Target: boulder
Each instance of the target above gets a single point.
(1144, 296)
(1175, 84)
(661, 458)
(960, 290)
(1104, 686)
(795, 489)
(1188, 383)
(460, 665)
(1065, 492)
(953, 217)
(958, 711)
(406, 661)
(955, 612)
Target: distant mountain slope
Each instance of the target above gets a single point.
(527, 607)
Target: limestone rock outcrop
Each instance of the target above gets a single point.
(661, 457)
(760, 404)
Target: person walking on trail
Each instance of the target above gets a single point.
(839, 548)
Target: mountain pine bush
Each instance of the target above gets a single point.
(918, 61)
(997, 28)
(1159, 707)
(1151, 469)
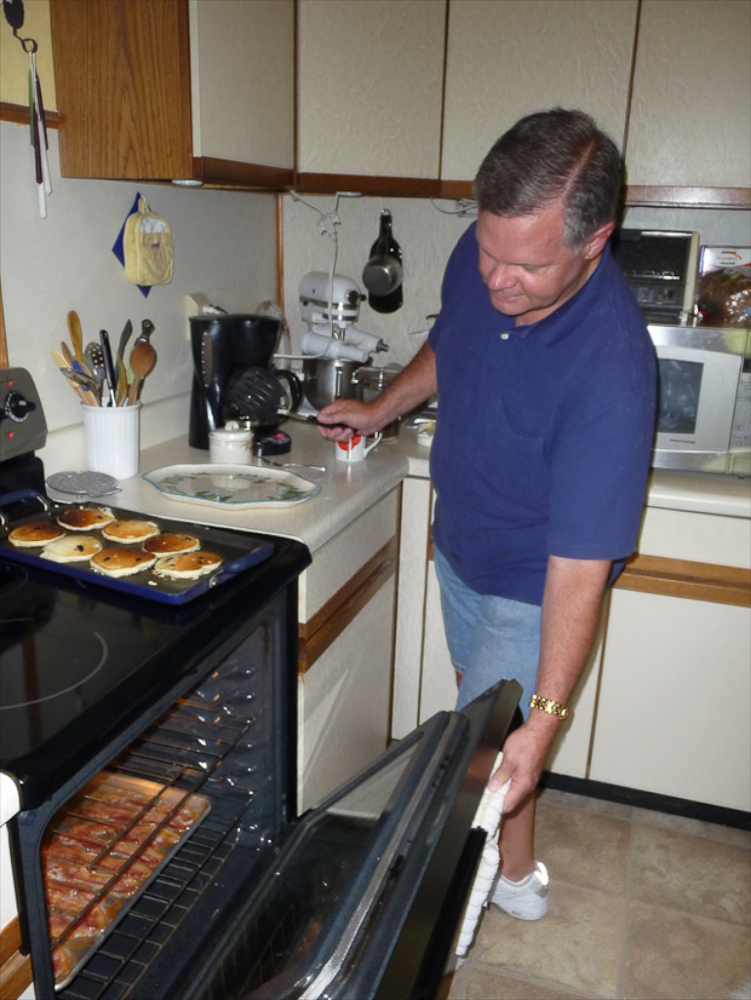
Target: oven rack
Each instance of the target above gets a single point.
(214, 741)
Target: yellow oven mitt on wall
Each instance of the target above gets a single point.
(147, 247)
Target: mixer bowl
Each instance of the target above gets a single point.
(327, 379)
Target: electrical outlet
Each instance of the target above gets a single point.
(196, 303)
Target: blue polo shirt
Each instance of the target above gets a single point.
(544, 432)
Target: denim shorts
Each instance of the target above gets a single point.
(489, 638)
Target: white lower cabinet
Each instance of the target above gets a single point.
(438, 688)
(346, 629)
(674, 709)
(344, 702)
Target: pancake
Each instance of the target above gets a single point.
(85, 518)
(117, 562)
(188, 566)
(171, 543)
(129, 532)
(72, 548)
(34, 534)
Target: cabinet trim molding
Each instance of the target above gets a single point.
(19, 113)
(327, 624)
(15, 968)
(229, 173)
(692, 580)
(404, 187)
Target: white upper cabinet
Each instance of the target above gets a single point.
(242, 76)
(691, 108)
(509, 58)
(370, 82)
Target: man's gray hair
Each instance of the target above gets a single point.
(548, 155)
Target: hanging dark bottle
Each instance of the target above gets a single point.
(382, 275)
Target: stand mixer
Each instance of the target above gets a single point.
(335, 347)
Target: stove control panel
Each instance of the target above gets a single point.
(23, 428)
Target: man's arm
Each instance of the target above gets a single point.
(410, 388)
(571, 604)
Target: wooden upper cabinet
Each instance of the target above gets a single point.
(509, 58)
(691, 109)
(243, 75)
(123, 77)
(370, 85)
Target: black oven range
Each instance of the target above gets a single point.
(193, 705)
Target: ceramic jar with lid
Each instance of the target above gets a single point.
(231, 444)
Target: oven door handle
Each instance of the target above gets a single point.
(242, 563)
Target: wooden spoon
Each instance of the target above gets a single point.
(142, 360)
(76, 335)
(84, 394)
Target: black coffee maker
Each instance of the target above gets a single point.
(224, 346)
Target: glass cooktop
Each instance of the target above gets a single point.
(78, 660)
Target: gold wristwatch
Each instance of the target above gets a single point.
(551, 707)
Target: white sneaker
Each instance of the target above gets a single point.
(525, 900)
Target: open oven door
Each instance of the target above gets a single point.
(364, 898)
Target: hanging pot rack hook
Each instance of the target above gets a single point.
(27, 44)
(13, 10)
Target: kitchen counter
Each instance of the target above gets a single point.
(347, 490)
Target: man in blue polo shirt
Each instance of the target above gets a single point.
(546, 381)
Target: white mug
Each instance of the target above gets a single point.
(355, 449)
(230, 444)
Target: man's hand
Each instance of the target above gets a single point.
(359, 418)
(524, 754)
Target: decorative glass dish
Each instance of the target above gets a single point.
(235, 486)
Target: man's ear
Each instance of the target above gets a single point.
(596, 242)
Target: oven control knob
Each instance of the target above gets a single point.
(17, 406)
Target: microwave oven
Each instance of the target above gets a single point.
(704, 399)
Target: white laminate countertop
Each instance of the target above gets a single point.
(347, 490)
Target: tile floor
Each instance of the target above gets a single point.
(642, 906)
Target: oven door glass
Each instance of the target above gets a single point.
(357, 871)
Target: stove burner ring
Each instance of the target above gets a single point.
(71, 687)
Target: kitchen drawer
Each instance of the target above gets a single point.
(697, 537)
(341, 558)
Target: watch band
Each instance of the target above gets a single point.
(556, 708)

__What you are asked to do__
Your answer should hold every line of the entries that contains the string "blue".

__Answer to this exercise__
Target: blue polo shirt
Target: man in blue polo shirt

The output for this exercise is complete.